*** Begin section ***
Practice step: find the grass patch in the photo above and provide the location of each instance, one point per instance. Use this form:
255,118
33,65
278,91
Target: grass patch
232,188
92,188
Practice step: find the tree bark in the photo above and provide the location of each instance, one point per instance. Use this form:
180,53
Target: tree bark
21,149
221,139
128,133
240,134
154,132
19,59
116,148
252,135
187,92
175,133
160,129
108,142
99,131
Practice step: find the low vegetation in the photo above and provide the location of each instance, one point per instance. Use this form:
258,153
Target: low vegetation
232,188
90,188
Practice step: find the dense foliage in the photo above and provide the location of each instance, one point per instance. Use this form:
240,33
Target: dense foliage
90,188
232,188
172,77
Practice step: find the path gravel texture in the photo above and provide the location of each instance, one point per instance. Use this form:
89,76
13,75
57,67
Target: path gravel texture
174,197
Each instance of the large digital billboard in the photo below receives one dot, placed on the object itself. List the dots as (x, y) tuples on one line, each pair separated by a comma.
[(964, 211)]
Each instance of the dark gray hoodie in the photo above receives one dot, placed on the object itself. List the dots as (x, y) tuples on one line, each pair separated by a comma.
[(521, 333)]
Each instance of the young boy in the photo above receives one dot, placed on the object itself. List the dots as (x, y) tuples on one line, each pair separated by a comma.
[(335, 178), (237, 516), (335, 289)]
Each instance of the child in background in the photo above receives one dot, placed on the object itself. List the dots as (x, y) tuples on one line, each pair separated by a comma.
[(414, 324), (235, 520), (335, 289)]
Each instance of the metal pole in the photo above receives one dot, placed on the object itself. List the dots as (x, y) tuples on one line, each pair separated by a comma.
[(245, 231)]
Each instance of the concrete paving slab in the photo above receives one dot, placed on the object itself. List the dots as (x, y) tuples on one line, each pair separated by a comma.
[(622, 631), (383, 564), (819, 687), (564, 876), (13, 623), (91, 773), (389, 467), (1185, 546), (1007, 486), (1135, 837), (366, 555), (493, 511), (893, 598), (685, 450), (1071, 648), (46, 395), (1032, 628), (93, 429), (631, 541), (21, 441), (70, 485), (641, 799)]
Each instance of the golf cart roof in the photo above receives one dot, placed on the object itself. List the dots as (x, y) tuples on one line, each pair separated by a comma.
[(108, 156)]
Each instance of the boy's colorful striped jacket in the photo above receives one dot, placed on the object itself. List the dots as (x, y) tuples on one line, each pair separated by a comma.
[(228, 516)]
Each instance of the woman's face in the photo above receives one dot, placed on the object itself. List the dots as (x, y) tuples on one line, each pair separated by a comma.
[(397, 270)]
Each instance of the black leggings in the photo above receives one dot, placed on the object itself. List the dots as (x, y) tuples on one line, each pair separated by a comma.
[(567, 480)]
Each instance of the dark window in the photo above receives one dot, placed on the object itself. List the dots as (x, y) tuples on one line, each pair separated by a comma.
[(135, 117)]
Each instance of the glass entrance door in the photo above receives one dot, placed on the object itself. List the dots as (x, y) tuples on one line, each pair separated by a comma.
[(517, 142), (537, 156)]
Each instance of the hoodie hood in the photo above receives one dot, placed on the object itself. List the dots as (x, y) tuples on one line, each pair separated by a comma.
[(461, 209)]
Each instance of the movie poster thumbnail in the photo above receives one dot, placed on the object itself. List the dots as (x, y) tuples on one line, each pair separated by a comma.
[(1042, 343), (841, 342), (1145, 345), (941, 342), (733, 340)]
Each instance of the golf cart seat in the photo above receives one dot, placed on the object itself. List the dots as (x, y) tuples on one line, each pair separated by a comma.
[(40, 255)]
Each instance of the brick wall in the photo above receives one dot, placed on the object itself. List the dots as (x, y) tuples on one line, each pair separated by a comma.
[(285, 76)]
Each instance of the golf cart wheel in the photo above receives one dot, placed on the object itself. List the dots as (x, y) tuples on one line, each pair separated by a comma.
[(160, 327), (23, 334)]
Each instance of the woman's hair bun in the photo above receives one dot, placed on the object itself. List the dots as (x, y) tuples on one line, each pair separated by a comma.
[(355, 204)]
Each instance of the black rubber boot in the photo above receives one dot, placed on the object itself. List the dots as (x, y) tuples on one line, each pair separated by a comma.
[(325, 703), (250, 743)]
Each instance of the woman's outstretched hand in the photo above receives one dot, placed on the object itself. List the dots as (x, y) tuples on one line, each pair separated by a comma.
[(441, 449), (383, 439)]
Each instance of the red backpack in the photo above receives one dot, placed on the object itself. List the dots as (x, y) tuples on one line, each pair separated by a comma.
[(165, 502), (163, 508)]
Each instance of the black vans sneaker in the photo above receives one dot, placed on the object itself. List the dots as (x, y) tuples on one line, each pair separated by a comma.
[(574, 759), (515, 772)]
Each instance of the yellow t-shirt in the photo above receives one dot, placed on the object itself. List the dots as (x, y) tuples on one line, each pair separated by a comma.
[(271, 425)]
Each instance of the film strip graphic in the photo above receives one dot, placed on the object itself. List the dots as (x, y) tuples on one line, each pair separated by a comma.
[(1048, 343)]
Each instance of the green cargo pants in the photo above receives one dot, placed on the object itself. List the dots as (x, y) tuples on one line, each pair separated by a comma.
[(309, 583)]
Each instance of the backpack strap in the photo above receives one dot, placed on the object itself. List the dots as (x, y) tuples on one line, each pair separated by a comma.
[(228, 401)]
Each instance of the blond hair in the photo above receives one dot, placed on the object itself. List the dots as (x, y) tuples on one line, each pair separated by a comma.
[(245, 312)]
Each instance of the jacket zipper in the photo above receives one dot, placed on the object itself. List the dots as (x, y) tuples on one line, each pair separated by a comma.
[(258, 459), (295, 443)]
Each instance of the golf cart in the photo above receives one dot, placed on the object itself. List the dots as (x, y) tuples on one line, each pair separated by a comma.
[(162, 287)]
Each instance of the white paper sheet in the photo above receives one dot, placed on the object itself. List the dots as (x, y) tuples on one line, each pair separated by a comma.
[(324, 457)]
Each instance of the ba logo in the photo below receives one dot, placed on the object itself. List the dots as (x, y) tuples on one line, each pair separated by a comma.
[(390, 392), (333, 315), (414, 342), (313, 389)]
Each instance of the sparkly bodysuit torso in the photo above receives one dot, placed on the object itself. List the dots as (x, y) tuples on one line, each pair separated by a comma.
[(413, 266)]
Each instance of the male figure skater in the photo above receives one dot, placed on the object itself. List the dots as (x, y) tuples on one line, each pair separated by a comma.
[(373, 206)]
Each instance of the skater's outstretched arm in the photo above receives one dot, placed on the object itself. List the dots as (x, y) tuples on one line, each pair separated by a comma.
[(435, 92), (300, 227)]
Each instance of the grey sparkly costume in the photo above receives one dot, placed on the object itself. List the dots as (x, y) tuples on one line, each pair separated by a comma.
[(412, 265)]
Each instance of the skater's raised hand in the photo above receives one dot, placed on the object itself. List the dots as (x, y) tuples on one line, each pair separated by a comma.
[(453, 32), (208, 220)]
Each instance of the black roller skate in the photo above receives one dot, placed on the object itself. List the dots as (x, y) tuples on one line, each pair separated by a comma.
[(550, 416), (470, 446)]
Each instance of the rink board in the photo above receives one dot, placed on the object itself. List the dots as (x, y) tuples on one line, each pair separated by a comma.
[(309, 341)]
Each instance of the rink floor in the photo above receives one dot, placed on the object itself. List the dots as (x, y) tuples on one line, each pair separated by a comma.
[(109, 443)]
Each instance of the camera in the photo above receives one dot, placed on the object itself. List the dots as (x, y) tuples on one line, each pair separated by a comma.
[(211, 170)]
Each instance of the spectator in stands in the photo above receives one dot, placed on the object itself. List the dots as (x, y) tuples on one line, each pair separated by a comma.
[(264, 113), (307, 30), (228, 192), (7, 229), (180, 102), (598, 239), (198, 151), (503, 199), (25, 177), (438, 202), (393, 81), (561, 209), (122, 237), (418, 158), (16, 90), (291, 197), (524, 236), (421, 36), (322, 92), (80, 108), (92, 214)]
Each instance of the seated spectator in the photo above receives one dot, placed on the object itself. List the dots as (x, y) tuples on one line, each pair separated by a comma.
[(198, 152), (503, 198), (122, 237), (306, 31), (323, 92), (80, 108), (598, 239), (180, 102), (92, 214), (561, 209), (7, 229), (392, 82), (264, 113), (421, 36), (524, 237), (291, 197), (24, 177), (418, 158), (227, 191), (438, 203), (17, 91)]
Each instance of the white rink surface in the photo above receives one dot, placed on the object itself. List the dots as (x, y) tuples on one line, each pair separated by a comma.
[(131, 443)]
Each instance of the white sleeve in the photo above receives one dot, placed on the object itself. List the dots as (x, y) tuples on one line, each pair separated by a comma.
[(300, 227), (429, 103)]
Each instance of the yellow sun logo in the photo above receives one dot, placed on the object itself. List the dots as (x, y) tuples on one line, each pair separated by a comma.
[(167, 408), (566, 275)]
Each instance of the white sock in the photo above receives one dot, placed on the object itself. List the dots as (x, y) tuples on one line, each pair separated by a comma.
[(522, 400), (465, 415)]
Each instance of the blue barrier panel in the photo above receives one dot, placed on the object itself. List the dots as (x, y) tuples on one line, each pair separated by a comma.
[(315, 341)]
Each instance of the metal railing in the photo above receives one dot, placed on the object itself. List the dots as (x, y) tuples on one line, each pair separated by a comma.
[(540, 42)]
*** End section ***
• [What is needed]:
Which lines of the records above contain the word "step"? Show each of them.

• [Solution to this problem]:
Practice step: find the grass patch in the photo above and provide the location of each instance, one point per instance. Use this form:
Practice step: find the tree bark in the photo above and provide the location of each instance, one point per instance. Use this form:
Practice step: find the low vegetation in the photo above and provide the location of each instance, one point per instance. Use this form:
Practice step: find the dense foliage in the photo above and provide the location of each instance, one point per instance. Use this form:
Practice step: find the path gravel texture in the photo above and provide the location of each instance, one point per instance. Use this form:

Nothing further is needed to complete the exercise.